**Görev 1:**
Yazının ardından gelen satırlarda "Task: Could you identify the baseboard" ifadesini içeren satırdan başla ve "<point>186,757</point>" ifadesini içeren satırı da alarak orada bitir; yalnızca bu satırları, istekler de içinde olmak üzere yeniden yaz. Cevaplardaki her koordinat sayısını 1,7 ile çarp ve tam sayıya yuvarla, buçuklu olanları yukarı yuvarla.

**Okunacak metin:**

'''

HÜKÜMET, bugün ele alacağı 6. Uyum Paketi’ni bu hafta içinde Meclis’e sunmaya kararlı görünüyor.
Bu, her şeyden önce Türk demokrasisi için bir sınav olacak.
İlk kez siyasi iktidar, MGK’nın yeşil ışığı yakmasını beklemeden - veya daha açık bir deyişle askeri kanadın önceden tam onayını almadan - AB ile ilgili bir reform tasarısını, yasama organına götürmüş olacak.
Askeri liderlerin bu paketteki bazı maddelere karşı rezervleri veya itirazları olduğu biliniyor. AKP hükümeti buna rağmen bu paketi, fazla delinmeden - sadece bazı ufak rötuşlarla - Meclis’ten geçirmek niyetinde.
Meclis’in buna destek vereceği konusunda bir kuşku yok. Çoğunluktaki AKP’nin dışında CHP de bu reformlardan yana. Sivil toplum kuruluşları ise - basında yer alan tam sayfa ilanlarla - bu pakete tam desteğini vermiş durumda.
Esas sorun bu durumda askeri kesimin nasıl davranacağıdır. Genelkurmay buna nasıl tepki gösterecek? Paket MGK’nın ayın sonlarında yapacağı toplantıdan önce Meclis’e geleceğine (ve o tarihe kadar belki de geçeceğine) göre, askeri liderlerin buna "engel" olması söz konusu olabilir mi? Yoksa komutanlar sadece görüşlerini ve kaygılarını ifade etmekle yetinirler mi?..
***
HÜKÜMET yetkilileri Türkiye’nin bu cesur adımı atmasını şu nedenlerden zorunlu görüyor:
1. Altıncı Uyum Paketi, Türkiye’nin AB kriterlerine uyma bağlamında gerçekleştirmesi gereken yasal önlemlerden biridir. Türkiye bir taahhütte bulunmuştur ve bunu artık zaman kaybetmeden yerine getirmek durumundadır.
2. Hükümet, askeri kesimin görüşlerini not etmiştir. Ama siyasi iktidar reformları benimsiyor ve bunları yaşama geçirmeyi, Türkiye’nin AB stratejisinin bir gereği sayıyor. Nitekim bunun ardından başka reform paketleri de gelecektir.
3. Askeri kesim ile sürtüşmemek için bu paketin delinmesi veya terk edilmesi, her şeyden önce Türkiye’de "siyasetin askerin gölgesinde" olduğu yönünde olumsuz bir mesaj vermiş ve TSK başta olmak üzere Türkiye’yi AB ve dünya kamuoyunun gözünde güç duruma düşürmüş olacaktır...

'''

**Görev 2:**
Yazıdaki "Esas sorun bu durumda" diye başlayan paragrafı, ana bilgilerini koruyarak daha kısa hâle getir.

**Gösterilen veriler:**
'''

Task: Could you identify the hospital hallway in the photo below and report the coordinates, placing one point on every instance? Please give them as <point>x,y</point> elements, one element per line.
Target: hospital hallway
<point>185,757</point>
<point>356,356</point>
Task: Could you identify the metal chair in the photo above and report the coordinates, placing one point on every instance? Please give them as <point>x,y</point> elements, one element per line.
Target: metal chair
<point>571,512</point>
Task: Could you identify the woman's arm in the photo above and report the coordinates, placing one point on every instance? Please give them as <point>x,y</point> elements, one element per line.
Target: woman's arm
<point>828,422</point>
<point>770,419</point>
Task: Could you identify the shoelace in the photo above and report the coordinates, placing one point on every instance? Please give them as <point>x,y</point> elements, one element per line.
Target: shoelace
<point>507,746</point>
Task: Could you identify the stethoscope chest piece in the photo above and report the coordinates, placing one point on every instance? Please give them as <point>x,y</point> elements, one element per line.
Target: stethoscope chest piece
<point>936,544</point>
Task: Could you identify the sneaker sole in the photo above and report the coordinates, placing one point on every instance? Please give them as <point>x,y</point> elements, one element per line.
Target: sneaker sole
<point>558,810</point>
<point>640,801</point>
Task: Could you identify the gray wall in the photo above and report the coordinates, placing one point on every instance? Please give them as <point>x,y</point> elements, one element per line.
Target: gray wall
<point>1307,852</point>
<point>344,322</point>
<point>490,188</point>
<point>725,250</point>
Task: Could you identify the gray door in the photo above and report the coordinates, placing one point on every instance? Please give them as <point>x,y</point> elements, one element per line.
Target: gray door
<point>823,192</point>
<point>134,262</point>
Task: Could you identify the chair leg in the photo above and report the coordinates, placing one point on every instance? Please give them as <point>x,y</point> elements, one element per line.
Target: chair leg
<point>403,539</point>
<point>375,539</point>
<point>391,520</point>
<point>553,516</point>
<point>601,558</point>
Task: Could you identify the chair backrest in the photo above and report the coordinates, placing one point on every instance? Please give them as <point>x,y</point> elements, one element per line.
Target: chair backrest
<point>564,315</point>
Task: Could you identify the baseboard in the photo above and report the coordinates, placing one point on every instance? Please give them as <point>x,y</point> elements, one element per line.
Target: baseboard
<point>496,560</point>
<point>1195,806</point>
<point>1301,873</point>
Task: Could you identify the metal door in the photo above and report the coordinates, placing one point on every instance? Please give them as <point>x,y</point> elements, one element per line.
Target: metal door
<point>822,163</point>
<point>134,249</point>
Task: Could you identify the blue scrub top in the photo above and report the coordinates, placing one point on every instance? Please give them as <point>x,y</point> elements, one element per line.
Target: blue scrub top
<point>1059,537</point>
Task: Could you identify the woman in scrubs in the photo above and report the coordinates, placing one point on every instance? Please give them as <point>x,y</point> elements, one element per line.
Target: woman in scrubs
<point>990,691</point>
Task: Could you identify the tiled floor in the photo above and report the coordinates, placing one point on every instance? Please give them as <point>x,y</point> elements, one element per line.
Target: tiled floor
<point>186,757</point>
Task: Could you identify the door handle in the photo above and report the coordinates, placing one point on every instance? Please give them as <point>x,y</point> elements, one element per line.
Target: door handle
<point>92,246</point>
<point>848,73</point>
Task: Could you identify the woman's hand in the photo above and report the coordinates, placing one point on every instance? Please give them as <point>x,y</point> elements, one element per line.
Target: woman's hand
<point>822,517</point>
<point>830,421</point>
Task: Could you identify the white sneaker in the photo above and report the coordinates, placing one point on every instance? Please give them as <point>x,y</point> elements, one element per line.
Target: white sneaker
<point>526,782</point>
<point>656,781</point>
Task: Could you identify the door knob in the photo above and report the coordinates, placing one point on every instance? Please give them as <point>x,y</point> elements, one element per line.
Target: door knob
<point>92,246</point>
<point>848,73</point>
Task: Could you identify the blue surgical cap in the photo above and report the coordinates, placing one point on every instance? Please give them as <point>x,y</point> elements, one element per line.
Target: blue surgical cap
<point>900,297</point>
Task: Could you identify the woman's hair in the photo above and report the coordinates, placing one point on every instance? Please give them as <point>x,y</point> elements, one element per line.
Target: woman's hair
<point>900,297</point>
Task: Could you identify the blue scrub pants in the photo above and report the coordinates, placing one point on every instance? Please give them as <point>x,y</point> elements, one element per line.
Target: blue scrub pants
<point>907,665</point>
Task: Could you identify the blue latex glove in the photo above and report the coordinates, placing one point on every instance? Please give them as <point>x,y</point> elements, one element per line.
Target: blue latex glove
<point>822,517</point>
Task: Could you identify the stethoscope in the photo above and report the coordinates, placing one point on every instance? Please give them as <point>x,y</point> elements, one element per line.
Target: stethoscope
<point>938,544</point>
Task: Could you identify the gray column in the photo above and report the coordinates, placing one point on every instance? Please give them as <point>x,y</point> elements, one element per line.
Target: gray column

'''

**Beklenen çıktı 1:**
Task: Could you identify the baseboard in the photo above and report the coordinates, placing one point on every instance? Please give them as <point>x,y</point> elements, one element per line.
Target: baseboard
<point>843,952</point>
<point>2032,1370</point>
<point>2212,1484</point>
Task: Could you identify the metal door in the photo above and report the coordinates, placing one point on every instance? Please give them as <point>x,y</point> elements, one element per line.
Target: metal door
<point>1397,277</point>
<point>228,423</point>
Task: Could you identify the blue scrub top in the photo above and report the coordinates, placing one point on every instance? Please give them as <point>x,y</point> elements, one element per line.
Target: blue scrub top
<point>1800,913</point>
Task: Could you identify the woman in scrubs in the photo above and report the coordinates, placing one point on every instance? Please give them as <point>x,y</point> elements, one element per line.
Target: woman in scrubs
<point>1683,1175</point>
Task: Could you identify the tiled floor in the photo above and report the coordinates, placing one point on every instance? Please give them as <point>x,y</point> elements, one element per line.
Target: tiled floor
<point>316,1287</point>

**Beklenen çıktı 2:**
Asıl mesele, askeri kesimin nasıl davranacağı ve Genelkurmay'ın nasıl tepki göstereceğidir. Paket, MGK'nın ay sonundaki toplantısından önce Meclis'e gelecek, belki o tarihe kadar da geçecek. Bu yüzden askeri liderlerin pakete engel olup olmayacağı, yoksa komutanların yalnızca görüş ve kaygılarını dile getirmekle mi yetineceği belirsizdir.